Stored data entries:
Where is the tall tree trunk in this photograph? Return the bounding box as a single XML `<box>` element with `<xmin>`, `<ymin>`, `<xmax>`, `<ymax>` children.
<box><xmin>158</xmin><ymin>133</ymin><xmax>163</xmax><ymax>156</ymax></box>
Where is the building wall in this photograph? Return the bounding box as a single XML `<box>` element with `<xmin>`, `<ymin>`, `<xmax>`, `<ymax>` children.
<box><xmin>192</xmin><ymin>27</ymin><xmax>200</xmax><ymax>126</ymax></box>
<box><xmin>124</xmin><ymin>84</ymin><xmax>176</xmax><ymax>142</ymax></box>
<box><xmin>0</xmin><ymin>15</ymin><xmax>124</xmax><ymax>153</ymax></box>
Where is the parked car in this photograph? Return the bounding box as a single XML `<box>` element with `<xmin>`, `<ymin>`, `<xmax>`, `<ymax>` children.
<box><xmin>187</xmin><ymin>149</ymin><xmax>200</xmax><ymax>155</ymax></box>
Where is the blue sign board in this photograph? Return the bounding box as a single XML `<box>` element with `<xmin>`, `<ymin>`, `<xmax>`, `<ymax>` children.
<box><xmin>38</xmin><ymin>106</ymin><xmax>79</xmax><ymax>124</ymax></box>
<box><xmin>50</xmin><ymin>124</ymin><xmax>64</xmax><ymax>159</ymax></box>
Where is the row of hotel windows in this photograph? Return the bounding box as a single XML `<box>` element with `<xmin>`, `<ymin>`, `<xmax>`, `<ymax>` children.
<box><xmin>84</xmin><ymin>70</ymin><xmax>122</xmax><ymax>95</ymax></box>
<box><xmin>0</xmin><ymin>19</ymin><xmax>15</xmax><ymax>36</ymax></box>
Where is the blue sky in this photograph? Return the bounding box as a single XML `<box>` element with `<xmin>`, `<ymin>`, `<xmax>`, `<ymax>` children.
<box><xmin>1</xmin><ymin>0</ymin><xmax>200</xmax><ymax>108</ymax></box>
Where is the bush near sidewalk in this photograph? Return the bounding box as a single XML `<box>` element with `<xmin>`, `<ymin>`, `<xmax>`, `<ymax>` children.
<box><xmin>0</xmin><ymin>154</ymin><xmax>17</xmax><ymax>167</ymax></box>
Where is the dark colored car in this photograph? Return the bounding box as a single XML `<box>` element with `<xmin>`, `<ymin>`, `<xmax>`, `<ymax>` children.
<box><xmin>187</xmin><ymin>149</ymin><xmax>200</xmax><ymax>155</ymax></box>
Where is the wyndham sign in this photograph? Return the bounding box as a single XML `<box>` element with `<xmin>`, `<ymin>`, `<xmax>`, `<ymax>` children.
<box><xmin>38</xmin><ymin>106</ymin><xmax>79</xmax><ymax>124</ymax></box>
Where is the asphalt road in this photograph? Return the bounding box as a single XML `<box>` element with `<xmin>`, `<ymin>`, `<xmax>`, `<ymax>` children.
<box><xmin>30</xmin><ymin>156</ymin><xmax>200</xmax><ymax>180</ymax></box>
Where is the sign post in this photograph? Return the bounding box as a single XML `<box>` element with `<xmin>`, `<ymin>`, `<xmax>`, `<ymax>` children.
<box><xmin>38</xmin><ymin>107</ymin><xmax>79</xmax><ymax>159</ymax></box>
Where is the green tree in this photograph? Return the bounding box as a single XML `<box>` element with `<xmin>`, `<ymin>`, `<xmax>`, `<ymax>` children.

_Your task:_ Each line of the data must be retyped exactly as written.

_Answer for this exercise:_
Where is the tall tree trunk in this photograph? Return the bounding box as a single XML `<box>` element with `<xmin>`, `<ymin>`, `<xmax>`, `<ymax>` children.
<box><xmin>158</xmin><ymin>133</ymin><xmax>163</xmax><ymax>156</ymax></box>
Where is the building wall in this photograph? Return the bounding box as a single XML `<box>` element with `<xmin>`, `<ymin>`, `<xmax>`, `<ymax>` children.
<box><xmin>192</xmin><ymin>27</ymin><xmax>200</xmax><ymax>126</ymax></box>
<box><xmin>124</xmin><ymin>84</ymin><xmax>176</xmax><ymax>142</ymax></box>
<box><xmin>0</xmin><ymin>15</ymin><xmax>124</xmax><ymax>153</ymax></box>
Where is the parked car in this photograph? Return the bounding box as a single XML `<box>` element with `<xmin>`, `<ymin>`, `<xmax>`, `<ymax>` children.
<box><xmin>187</xmin><ymin>149</ymin><xmax>200</xmax><ymax>155</ymax></box>
Where is the blue sign board in this photograph? Return the bounding box as a single XML `<box>` element with `<xmin>`, `<ymin>`, `<xmax>`, `<ymax>` children.
<box><xmin>38</xmin><ymin>106</ymin><xmax>79</xmax><ymax>124</ymax></box>
<box><xmin>50</xmin><ymin>124</ymin><xmax>64</xmax><ymax>159</ymax></box>
Where is the row of hotel windows in this photograph? Return the bounding box as a single XML `<box>` element with `<xmin>`, `<ymin>`, `<xmax>`, `<ymax>` children.
<box><xmin>84</xmin><ymin>70</ymin><xmax>122</xmax><ymax>95</ymax></box>
<box><xmin>0</xmin><ymin>19</ymin><xmax>15</xmax><ymax>36</ymax></box>
Where is the blue sky in this photograph? Return the bounding box as a single XML `<box>` element with `<xmin>`, `<ymin>`, `<xmax>`, `<ymax>` children.
<box><xmin>1</xmin><ymin>0</ymin><xmax>200</xmax><ymax>108</ymax></box>
Where is the bush near sidewalk in this photograph? Return the bounding box as a single XML `<box>` element with `<xmin>`, `<ymin>`, `<xmax>`, `<ymax>` children.
<box><xmin>0</xmin><ymin>154</ymin><xmax>17</xmax><ymax>167</ymax></box>
Where is the dark colored car in this photograph? Return the bounding box as a single XML `<box>` element with `<xmin>`, `<ymin>`, `<xmax>`, `<ymax>` children.
<box><xmin>187</xmin><ymin>149</ymin><xmax>200</xmax><ymax>155</ymax></box>
Where is the wyndham sign in this photograph? Return the bounding box as a single XML `<box>` element with `<xmin>`, `<ymin>`, `<xmax>`, `<ymax>` children.
<box><xmin>38</xmin><ymin>106</ymin><xmax>79</xmax><ymax>124</ymax></box>
Where is the asphalt road in this photograph? Return the bounding box as a single XML `<box>` element with `<xmin>`, `<ymin>`, `<xmax>`, `<ymax>` children.
<box><xmin>30</xmin><ymin>156</ymin><xmax>200</xmax><ymax>180</ymax></box>
Where is the sign post in this photograph? Return the bounding box as a single XML `<box>` element with `<xmin>`, `<ymin>`, `<xmax>`, `<ymax>` children.
<box><xmin>38</xmin><ymin>107</ymin><xmax>79</xmax><ymax>159</ymax></box>
Where is the green tree in this photograph? Return the bounding box as a single XML `<box>` element with `<xmin>`, `<ymin>`, `<xmax>`, `<ymax>` children.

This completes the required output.